Saved entries
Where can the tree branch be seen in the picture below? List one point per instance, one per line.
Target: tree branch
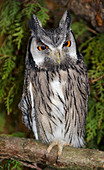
(32, 152)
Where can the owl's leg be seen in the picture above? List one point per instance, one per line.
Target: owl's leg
(60, 147)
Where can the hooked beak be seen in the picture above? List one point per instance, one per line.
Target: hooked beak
(58, 58)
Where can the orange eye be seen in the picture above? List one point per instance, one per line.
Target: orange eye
(41, 48)
(67, 44)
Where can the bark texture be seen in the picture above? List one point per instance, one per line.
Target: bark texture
(32, 153)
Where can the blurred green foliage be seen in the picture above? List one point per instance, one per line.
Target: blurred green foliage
(14, 28)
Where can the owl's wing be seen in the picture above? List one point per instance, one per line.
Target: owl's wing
(77, 103)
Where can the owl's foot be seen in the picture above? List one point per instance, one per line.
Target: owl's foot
(60, 147)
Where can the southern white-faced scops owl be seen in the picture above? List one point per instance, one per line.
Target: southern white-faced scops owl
(55, 92)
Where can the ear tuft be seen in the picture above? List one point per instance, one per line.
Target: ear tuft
(65, 20)
(34, 23)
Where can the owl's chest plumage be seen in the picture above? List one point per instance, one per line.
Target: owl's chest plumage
(59, 108)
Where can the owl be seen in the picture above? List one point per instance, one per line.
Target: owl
(56, 89)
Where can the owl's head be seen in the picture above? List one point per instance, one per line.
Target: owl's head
(52, 45)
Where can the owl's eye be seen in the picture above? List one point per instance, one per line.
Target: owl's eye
(67, 44)
(41, 48)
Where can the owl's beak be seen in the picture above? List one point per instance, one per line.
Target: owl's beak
(58, 58)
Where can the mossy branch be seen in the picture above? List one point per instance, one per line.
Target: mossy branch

### YOUR INSTRUCTIONS
For every line above that has "mossy" in it, copy the line.

### EXERCISE ANSWER
Where can the mossy branch be seen in the picture above? List one point per instance, one per line.
Target: mossy branch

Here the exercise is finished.